Challenge: Copy every one of the records below word for word, with no changes.

[Entries from a point annotation set]
## BEGIN
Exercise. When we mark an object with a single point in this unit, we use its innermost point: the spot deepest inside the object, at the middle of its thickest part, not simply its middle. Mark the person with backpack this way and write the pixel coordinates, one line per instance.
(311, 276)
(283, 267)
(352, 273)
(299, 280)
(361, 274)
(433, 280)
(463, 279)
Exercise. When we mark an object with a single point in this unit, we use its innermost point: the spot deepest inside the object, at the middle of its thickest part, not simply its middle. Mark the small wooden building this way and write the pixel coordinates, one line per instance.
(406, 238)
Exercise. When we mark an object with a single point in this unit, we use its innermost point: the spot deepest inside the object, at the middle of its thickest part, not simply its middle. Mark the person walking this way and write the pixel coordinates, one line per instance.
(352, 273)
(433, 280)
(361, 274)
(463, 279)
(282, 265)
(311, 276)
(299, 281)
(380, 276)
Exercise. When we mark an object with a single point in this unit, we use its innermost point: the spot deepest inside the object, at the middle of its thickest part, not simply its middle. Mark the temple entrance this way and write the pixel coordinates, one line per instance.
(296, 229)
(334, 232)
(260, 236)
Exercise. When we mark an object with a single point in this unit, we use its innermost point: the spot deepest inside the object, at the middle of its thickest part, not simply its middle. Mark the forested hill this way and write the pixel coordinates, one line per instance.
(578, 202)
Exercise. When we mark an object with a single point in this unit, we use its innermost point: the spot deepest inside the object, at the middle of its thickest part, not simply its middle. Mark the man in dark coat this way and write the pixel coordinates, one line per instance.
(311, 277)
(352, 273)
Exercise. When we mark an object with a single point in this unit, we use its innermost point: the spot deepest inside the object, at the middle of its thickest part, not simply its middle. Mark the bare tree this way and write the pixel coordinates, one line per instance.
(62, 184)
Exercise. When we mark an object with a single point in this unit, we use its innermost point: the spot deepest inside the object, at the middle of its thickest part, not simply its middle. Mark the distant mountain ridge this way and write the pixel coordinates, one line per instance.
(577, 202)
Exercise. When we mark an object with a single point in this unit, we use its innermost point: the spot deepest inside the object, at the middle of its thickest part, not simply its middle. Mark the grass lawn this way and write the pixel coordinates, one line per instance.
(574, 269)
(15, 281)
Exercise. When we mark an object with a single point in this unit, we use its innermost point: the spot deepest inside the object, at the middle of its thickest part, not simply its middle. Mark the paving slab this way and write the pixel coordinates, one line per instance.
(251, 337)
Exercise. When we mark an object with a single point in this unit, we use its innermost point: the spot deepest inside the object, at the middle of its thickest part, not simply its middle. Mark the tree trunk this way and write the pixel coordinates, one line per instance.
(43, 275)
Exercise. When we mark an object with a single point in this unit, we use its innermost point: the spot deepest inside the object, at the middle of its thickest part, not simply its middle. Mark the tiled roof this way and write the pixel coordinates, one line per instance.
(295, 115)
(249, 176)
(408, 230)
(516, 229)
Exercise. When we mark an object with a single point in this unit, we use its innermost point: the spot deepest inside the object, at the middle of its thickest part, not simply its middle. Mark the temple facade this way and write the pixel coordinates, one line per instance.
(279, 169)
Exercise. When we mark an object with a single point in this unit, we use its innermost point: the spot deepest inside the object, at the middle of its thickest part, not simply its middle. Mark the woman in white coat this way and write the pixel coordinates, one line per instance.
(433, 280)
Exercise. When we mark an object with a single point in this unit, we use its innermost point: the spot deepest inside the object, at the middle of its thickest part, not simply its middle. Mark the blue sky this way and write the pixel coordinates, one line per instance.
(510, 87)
## END
Written answer:
Exercise. When we mark an object with a single point in this unit, we use its innermost point: the spot deepest inside the object, at the middle of its thickest part, not simply its middle. Mark the person with backpack this way and write the pixel coordinates, one line per instance.
(311, 276)
(283, 267)
(352, 273)
(299, 280)
(361, 274)
(433, 280)
(463, 279)
Exercise. When we mark an object with a single point in this unit, we use its innermost point: the spot deepest inside the object, at the middle of its thickest part, not simply its middle. Mark the small wooden building this way and write the pixel coordinates, one line per instance.
(406, 238)
Exercise. When we mark an object with a single point in this unit, we use its innermost point: the spot deepest inside the object, at the middle of its thickest part, not simply its middle. Mark the person walking this way and write the pixel coordinates, one line per instance.
(352, 273)
(433, 280)
(361, 274)
(463, 279)
(282, 265)
(311, 276)
(299, 281)
(380, 276)
Exercise. When we mark an object with a single point in this unit, we use its innermost point: the spot deepest inside the object, at the middle of its thickest part, not simply its middle. Mark the temple entrance this way and write the pixel coordinates, one line per instance.
(296, 229)
(334, 232)
(260, 236)
Exercise. When we mark an object with a single point in this unit, we use its innermost point: the spot deepest inside the object, at the middle of its thickest part, not simply its middle. Mark the forested hill this way and write the pixel coordinates, one line per instance.
(578, 202)
Exercise. When we mark an object with a single point in this unit, we use its innermost point: the spot deepest inside the object, at the middle of its thickest part, not simply its middle. Mark the man in dark coat this way and write the pixel coordinates, one line per instance.
(311, 277)
(352, 273)
Exercise. When we mark an object with a single point in this unit, we use its innermost point: the spot deepest inside the object, at the middle of its thickest part, not simply its middle. Mark the bare tree this way and write the pixel coordinates, one line per instance.
(62, 184)
Exercise. When we mark an object with a single point in this unit, we use its innermost point: the spot deepest inside the object, at the middle of its thickest part, not simply its middle. Mark the distant mountain ridge this way and write the pixel coordinates, one line per instance.
(577, 202)
Exercise. When we mark an object with a single point in this unit, we use its innermost point: the spot deepest inside the object, at the middle of its thickest part, not simply its middle. Mark the grass lawn this way and write the pixel coordinates, one line per instance.
(574, 269)
(15, 281)
Exercise. When we mark an object with a single point in this unit, we use its innermost point: the spot deepest inside the object, at the middle of its thickest part, not simply its middle. Mark the paving slab this way and write the pixel coordinates, one line per instance.
(251, 337)
Exercise. When we mark an object with a single point in this unit, we use its innermost point: the spot deepest inside the object, at the middle of its thickest part, not simply its middle. Mark the tree trunk this way and write the pixel coordinates, one line per instance.
(43, 275)
Exercise. When we mark an object with a single point in this unit, we use its innermost point: the spot deepest inside the object, at the middle of its thickest part, not simply its middle. Mark the tiled roof this way and write the pixel coordinates, one line per instance.
(295, 115)
(249, 176)
(408, 230)
(516, 229)
Exercise. When we mark an object with a single point in this unit, we use its innermost point: the spot deepest inside the object, at the middle of its thickest part, not simply its middle. Mark the temple facade this way and write the pixel coordinates, one line per instance.
(279, 169)
Exercise. When we mark an object with a single point in this unit, we use its innermost point: the spot deepest inside the object, at the middle of its thickest part, not simply its middle. Mark the woman in white coat this way and write the pixel coordinates, one line per instance.
(433, 280)
Exercise. When we mark an object with a single point in this unit, we use its innermost point: the spot deepest inside the object, at the middle of its thickest part, not simply its middle. Mark the blue sky this way and write the pixel coordinates, one line per instance.
(510, 87)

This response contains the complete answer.